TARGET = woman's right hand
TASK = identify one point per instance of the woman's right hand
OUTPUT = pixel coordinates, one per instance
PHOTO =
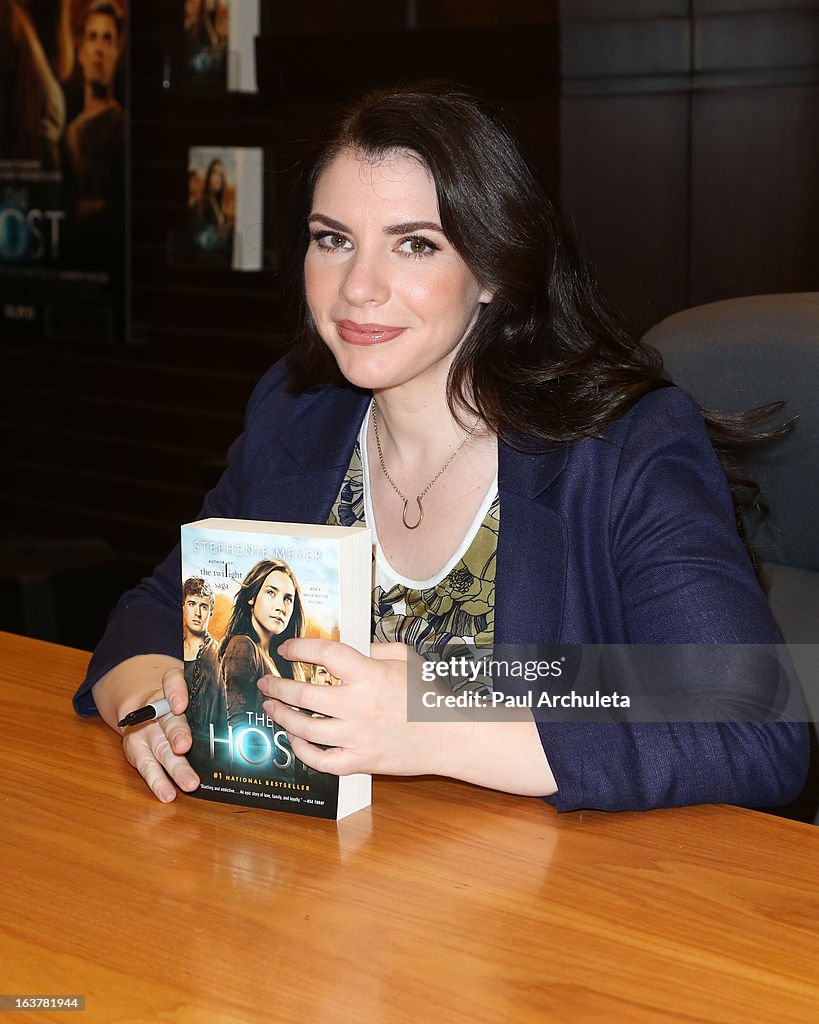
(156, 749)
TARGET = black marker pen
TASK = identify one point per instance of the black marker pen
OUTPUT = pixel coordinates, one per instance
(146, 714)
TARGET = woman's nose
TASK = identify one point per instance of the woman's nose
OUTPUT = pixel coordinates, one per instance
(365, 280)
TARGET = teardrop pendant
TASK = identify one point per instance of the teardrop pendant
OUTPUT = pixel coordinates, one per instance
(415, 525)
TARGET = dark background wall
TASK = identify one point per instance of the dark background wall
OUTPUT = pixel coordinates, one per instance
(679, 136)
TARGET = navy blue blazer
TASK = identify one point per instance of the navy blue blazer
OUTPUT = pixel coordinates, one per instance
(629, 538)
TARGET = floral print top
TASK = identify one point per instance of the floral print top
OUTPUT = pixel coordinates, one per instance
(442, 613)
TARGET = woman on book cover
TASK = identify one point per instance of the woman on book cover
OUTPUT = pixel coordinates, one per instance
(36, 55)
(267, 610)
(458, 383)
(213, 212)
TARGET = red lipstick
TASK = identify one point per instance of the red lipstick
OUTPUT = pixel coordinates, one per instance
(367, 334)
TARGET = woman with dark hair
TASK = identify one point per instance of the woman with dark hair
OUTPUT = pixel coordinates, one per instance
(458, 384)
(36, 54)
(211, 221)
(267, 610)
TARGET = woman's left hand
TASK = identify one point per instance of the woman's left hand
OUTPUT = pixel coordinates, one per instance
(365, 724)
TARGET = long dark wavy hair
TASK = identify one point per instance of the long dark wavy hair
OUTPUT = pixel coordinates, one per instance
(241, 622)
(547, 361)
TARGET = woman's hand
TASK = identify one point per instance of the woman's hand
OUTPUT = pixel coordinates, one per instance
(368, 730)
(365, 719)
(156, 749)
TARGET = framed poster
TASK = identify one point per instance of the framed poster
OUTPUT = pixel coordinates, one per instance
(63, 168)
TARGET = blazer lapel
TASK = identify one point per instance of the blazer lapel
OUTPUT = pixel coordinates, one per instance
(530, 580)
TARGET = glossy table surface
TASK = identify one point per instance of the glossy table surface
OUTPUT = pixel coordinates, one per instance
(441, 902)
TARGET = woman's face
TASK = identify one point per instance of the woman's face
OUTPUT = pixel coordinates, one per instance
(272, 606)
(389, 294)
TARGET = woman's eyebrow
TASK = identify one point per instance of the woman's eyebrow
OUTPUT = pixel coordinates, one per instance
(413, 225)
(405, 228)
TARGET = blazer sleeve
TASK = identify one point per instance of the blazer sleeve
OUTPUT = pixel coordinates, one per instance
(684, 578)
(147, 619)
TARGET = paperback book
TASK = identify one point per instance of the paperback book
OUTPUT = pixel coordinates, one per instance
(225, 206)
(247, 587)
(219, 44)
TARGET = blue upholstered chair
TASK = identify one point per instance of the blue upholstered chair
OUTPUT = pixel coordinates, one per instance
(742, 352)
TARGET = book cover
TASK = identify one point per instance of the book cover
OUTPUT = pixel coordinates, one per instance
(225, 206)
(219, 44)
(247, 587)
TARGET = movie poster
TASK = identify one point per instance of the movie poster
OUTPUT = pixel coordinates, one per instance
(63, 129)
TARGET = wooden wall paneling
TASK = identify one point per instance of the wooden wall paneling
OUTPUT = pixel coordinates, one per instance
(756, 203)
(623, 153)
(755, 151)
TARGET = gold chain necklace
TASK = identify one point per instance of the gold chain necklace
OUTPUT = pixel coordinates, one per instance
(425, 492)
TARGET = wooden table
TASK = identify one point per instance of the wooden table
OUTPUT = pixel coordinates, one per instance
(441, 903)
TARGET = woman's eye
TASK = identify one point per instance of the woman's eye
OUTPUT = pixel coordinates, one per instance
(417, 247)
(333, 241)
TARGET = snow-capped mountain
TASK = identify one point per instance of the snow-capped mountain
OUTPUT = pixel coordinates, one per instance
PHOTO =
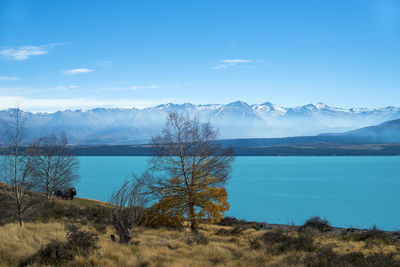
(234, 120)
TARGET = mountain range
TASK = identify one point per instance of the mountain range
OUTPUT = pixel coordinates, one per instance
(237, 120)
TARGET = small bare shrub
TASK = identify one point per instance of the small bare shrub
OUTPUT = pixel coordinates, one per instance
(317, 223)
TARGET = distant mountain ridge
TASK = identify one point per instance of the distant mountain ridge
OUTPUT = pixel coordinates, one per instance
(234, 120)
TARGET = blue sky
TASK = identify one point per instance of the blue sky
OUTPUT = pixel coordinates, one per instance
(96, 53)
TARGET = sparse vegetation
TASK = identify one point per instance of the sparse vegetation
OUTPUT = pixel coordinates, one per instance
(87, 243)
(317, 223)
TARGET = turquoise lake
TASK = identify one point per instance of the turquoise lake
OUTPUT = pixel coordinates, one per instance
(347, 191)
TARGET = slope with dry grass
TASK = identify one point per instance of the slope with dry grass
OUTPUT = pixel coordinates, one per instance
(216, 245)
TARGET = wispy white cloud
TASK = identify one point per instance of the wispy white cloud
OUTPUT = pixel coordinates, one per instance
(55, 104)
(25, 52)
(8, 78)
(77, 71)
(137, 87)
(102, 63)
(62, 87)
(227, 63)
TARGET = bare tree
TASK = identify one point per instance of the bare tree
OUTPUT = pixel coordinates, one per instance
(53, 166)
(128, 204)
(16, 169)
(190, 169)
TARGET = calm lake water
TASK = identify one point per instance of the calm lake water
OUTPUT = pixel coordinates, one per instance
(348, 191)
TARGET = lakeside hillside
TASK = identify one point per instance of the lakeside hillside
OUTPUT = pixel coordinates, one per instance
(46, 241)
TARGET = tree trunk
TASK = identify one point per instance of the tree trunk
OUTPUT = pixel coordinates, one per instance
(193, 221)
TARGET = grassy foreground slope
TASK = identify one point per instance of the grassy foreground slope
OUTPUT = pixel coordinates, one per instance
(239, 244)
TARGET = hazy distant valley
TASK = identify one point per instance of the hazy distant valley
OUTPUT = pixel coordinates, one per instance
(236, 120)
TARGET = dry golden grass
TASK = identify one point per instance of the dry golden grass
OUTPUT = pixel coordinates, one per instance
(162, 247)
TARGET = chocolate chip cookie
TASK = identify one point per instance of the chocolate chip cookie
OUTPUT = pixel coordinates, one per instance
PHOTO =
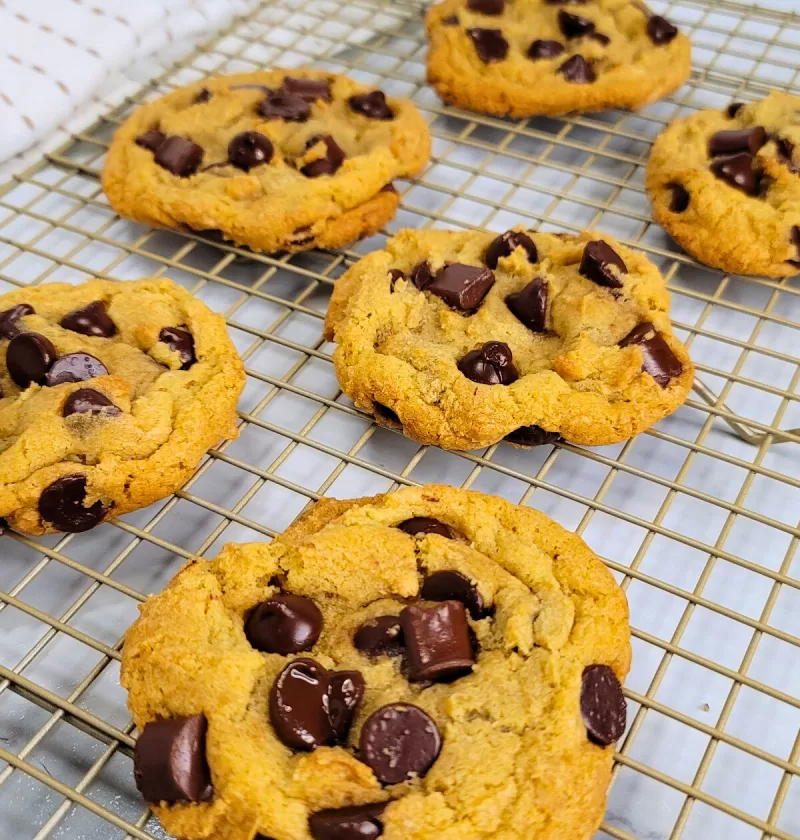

ASSIGNMENT:
Work out how many lines in the material above include the word "wall", and write down that number alone.

WRITTEN SOLUTION:
4